PROBLEMA ::
Reproduza sem alterações o trecho do texto de origem que começa em "A resposta de" e segue até "permanece em silêncio.".

TEXTO DE ORIGEM ::
Ele depôs na CPI por dois dias, em 19 e 20 de maio, quando foi questionado principalmente sobre a promoção de falsas curas como a hidroxicloroquina pelo governo, o atraso na compra de doses da vacina da Pfizer oferecidos em meados de 2020 e a inação do governo diante da catastrófica falta de oxigênio na cidade de Manaus que levou a um aumento de 41% nas mortes por COVID-19 na cidade. O colapso do sistema de saúde de Manaus pela segunda vez em menos de um ano, depois que os aliados de Bolsonaro declararam que a cidade havia atingido a "imunidade de rebanho", levou a uma indignação generalizada. A variante mais contagiosa P.1, que se acredita ter tido origem na segunda onda da pandemia na cidade, espalhou-se por toda a América do Sul, à medida que outros estados brasileiros se mobilizavam para transportar pacientes moribundos para fora de Manaus sem os preparativos adequados.
A resposta de Bolsonaro à exposição de seus crimes perante a CPI foi convidar Pazuello para mais uma manifestação do tipo "Eu autorizo" no Rio de Janeiro no domingo passado. A imprensa alinhada ao PT divulgou uma reportagem sem nenhum tipo de verificação, assinada pela comentarista política Denise Assis, dizendo que o alto comando do Exército havia se reunido no domingo para discutir a possível prisão de Pazuello por violação do código militar, que proíbe manifestações políticas. Ao mesmo tempo, um ex-presidente do Supremo Tribunal Militar disse à imprensa que se Pazuello não fosse punido, o resultado seria a "anarquia" nos quartéis. No entanto, o comandante do Exército, General Paulo Sérgio de Oliveira, permanece em silêncio.
Oliveira, nomeado por Bolsonaro após a demissão de todo o comando militar no final de março, havia sido saudado pelo PT e pela imprensa como "um opositor da imunidade do rebanho" e prova de que o Exército não havia se alinhado a Bolsonaro. Agora, ele enfrenta o dilema de despertar uma facção de extrema-direita do Exército se punir Pazuello, e assim precipitar a exposição da penetração de forças fascistoides no aparato estatal, apesar dos melhores esforços da imprensa e dos partidos burgueses para levar os trabalhadores a pensar o contrário. Tal resultado ameaçaria desencadear precisamente a erupção da oposição de massas que Bolsonaro está mobilizando a extrema-direita para suprimir, enquanto o Exército considera que ainda não está preparado para uma ditadura.
A responsabilidade pelos graves perigos enfrentados pelos trabalhadores brasileiros, e pela capacidade de Bolsonaro de tramar abertamente suas conspirações para se manter no poder através da anulando das eleições, recai diretamente sobre a auto-denominada oposição, liderada pelo PT. Seu principal objetivo é evitar que raiva profunda contra Bolsonaro seja voltada contra todo o capitalismo brasileiro. Quaisquer divergências que tal oposição manifeste em relação às políticas de Bolsonaro, ela procura enquadrá-las nos termos mais chauvinistas e pró-capitalistas possíveis, enquanto dirige seus apelos ao Exército. A CPI tem sido o principal exemplo desta política, transformando a discussão central sobre a escassez de vacinas, uma catástrofe global causada pelo sequestro criminoso de vacinas pelos países imperialistas e pelas políticas irracionais das elites dominantes em todo o mundo, em uma condenação da política externa de Bolsonaro como "antipatriótica", e que deveria ser revertida pelos militares.

DADOS PARA ANÁLISE ::
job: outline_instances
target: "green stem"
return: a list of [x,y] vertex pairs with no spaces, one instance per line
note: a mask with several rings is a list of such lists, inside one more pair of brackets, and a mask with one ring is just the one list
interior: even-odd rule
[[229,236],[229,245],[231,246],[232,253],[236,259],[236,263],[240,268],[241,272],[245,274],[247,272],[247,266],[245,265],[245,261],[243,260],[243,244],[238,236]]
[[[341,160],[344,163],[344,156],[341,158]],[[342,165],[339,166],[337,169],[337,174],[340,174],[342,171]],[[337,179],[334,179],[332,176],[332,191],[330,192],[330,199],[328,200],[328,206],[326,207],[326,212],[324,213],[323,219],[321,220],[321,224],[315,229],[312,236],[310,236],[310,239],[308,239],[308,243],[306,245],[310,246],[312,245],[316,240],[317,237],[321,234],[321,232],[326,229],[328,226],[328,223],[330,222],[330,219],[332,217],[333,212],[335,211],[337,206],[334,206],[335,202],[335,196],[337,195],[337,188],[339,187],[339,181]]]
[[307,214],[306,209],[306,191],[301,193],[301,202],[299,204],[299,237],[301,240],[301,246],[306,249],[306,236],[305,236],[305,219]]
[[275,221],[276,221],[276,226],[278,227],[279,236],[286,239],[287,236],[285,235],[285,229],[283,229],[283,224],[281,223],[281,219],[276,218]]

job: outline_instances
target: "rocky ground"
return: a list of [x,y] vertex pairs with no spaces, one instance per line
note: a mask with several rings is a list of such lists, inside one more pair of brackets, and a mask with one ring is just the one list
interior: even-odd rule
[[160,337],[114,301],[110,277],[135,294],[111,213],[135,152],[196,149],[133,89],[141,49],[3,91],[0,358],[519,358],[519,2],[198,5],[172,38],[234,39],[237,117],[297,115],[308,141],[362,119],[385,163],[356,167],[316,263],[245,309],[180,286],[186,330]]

SOLUÇÃO DO PROBLEMA ::
A resposta de Bolsonaro à exposição de seus crimes perante a CPI foi convidar Pazuello para mais uma manifestação do tipo "Eu autorizo" no Rio de Janeiro no domingo passado. A imprensa alinhada ao PT divulgou uma reportagem sem nenhum tipo de verificação, assinada pela comentarista política Denise Assis, dizendo que o alto comando do Exército havia se reunido no domingo para discutir a possível prisão de Pazuello por violação do código militar, que proíbe manifestações políticas. Ao mesmo tempo, um ex-presidente do Supremo Tribunal Militar disse à imprensa que se Pazuello não fosse punido, o resultado seria a "anarquia" nos quartéis. No entanto, o comandante do Exército, General Paulo Sérgio de Oliveira, permanece em silêncio.